PROBLEM DESCRIPTION » Which lines below contain the word "white", matching case exactly? Find them and copy each one in full.

PROVIDED DATA »

╔══

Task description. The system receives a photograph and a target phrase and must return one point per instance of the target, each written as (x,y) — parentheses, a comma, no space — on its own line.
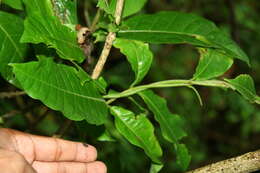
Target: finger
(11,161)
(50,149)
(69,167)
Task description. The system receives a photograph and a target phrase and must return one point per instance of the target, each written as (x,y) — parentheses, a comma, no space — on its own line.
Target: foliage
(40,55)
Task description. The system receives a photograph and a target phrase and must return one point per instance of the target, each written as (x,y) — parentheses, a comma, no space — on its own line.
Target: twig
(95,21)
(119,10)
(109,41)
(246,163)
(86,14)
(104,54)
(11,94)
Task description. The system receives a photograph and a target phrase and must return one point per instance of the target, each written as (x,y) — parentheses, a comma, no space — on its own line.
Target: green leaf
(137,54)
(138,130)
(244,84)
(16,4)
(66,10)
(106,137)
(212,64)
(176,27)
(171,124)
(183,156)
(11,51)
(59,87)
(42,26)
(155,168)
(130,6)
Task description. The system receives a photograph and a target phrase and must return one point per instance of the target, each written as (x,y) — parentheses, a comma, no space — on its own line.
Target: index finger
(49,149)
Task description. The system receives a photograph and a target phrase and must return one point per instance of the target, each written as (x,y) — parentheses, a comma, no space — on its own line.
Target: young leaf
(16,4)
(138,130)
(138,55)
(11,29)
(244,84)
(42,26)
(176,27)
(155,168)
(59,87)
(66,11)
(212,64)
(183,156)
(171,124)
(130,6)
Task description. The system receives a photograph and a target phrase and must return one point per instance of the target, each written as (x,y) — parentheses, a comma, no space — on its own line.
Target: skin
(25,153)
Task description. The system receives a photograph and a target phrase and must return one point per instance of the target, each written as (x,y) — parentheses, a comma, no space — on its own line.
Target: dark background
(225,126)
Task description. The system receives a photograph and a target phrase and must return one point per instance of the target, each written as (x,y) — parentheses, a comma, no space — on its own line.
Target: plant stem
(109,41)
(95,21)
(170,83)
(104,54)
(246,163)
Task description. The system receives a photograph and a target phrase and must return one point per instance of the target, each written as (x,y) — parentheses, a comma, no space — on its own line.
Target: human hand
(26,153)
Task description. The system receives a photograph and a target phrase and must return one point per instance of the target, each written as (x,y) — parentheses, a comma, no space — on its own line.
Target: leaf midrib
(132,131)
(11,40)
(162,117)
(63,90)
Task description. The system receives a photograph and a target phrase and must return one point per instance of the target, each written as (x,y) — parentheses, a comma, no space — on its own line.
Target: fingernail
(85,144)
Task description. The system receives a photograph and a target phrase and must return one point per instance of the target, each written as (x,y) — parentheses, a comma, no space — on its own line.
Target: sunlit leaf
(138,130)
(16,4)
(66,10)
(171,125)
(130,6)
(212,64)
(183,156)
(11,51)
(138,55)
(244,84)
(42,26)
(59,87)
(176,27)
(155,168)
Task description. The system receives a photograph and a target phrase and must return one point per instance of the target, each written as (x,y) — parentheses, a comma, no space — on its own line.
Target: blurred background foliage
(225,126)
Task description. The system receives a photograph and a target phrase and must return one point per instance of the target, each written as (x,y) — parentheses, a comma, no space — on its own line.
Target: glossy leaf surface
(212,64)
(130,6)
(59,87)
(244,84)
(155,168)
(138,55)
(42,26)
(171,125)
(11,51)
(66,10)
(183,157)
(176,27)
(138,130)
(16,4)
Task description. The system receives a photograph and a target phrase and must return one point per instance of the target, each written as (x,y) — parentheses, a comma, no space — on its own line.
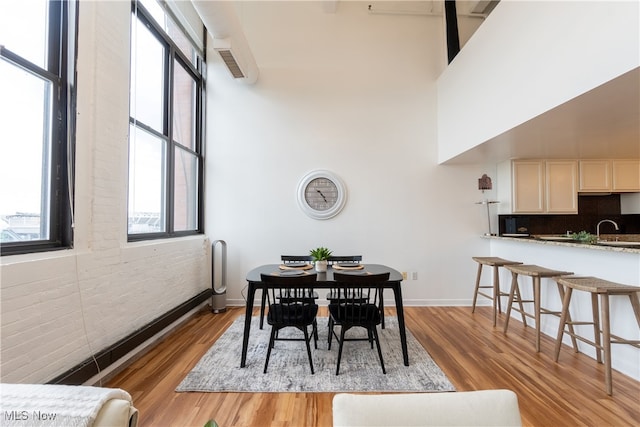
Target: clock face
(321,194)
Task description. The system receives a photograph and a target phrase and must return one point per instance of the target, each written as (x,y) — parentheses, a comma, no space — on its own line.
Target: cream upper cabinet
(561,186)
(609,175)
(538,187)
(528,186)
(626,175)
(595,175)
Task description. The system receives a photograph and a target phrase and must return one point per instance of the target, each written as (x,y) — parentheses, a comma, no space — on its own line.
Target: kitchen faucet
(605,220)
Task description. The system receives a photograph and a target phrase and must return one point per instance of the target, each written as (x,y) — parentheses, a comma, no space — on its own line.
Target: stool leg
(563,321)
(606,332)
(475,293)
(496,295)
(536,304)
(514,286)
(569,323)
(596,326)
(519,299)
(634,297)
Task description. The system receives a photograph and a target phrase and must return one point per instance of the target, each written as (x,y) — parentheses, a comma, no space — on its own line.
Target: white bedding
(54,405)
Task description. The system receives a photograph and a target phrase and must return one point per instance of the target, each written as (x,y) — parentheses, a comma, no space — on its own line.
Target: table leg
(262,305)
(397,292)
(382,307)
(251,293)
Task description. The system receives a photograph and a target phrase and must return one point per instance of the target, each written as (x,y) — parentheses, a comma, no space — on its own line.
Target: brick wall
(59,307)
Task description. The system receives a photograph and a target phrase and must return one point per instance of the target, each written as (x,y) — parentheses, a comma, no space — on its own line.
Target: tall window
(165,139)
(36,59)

╚══
╔══

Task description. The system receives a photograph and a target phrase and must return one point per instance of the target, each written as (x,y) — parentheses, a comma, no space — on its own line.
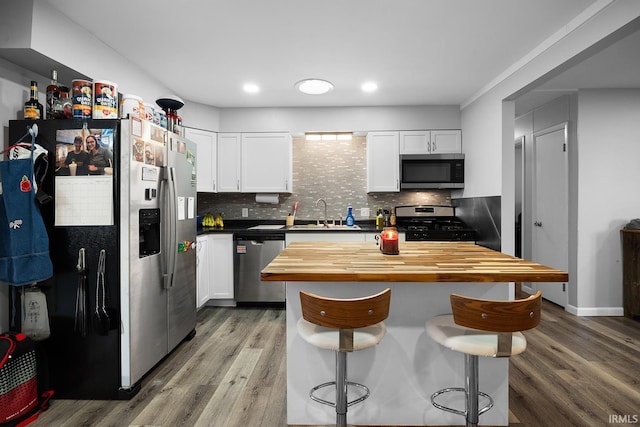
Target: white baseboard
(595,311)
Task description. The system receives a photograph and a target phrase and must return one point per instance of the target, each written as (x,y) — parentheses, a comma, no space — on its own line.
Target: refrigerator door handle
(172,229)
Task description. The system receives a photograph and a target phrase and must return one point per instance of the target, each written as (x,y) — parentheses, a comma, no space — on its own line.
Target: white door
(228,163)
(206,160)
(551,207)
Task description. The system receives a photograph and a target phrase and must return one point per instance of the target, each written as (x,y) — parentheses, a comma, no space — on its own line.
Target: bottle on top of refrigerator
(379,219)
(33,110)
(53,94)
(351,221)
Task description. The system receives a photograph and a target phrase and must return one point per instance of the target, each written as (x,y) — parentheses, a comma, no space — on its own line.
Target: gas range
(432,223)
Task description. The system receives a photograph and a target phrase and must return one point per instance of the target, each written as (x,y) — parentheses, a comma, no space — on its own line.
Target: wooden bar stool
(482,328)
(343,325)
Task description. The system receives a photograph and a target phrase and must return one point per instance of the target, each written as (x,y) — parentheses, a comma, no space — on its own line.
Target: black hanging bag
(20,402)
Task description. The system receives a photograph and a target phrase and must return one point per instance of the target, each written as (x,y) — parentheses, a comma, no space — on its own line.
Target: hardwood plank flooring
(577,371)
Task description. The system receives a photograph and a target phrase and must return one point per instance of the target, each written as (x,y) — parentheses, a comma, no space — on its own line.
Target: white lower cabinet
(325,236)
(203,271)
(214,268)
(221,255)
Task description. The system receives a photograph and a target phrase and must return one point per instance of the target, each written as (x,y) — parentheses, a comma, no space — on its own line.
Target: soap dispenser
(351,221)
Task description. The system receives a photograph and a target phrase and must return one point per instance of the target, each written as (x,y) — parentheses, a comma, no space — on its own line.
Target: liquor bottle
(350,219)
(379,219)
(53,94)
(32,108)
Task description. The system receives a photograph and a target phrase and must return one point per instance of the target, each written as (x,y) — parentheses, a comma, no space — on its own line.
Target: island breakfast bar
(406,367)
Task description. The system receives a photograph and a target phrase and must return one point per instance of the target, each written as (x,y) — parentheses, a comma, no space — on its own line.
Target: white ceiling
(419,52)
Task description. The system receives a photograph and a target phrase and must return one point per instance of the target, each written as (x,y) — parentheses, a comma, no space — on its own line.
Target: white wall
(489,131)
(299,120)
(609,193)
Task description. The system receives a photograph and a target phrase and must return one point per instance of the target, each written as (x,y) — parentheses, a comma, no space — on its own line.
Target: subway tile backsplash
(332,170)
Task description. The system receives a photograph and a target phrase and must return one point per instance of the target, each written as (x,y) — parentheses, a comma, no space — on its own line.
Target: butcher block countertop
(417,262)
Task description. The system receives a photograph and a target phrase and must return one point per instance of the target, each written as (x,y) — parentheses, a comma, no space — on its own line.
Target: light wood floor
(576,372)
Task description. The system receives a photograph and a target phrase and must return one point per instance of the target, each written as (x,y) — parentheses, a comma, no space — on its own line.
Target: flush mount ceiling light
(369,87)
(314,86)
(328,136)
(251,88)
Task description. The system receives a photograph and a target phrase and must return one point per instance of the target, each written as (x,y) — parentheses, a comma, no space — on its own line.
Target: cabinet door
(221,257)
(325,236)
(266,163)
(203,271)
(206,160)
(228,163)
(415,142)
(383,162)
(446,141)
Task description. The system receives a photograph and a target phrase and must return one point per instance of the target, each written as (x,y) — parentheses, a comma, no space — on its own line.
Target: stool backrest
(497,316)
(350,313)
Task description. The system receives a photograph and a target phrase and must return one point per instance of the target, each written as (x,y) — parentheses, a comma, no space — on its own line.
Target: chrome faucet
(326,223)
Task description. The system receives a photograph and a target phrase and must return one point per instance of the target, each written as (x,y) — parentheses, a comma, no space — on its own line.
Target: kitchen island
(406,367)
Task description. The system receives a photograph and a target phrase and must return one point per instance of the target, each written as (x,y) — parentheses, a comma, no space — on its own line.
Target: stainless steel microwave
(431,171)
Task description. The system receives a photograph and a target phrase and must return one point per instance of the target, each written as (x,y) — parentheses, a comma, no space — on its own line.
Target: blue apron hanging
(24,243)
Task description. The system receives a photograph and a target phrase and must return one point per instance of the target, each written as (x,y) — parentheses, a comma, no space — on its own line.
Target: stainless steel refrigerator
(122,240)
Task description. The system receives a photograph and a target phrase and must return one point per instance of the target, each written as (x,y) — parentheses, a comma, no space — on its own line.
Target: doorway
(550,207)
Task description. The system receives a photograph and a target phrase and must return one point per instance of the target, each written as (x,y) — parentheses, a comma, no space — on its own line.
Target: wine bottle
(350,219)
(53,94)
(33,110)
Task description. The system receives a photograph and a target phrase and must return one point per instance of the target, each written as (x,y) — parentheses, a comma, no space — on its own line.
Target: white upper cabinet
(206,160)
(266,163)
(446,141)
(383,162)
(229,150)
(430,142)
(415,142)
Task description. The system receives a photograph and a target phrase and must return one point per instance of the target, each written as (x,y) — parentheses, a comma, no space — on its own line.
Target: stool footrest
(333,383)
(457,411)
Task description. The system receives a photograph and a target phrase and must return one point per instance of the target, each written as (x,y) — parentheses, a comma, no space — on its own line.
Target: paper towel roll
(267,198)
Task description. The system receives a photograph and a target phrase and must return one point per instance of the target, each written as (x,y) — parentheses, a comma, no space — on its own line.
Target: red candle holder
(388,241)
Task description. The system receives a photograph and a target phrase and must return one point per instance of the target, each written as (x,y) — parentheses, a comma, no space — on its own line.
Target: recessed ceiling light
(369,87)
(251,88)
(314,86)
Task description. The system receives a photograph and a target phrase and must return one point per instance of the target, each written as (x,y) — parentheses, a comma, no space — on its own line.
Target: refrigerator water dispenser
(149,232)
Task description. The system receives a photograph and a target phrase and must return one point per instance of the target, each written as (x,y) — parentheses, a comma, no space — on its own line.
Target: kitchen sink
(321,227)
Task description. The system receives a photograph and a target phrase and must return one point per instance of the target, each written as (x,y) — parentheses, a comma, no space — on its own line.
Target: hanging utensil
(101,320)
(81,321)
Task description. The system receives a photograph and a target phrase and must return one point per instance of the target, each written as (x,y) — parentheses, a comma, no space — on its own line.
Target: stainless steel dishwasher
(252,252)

╚══

SOLUTION FOR THIS TASK »
Target: white bedding
Target: white baseboard
Target: white door
Target: white lower cabinet
Target: white ceiling
Target: white wall
Target: white upper cabinet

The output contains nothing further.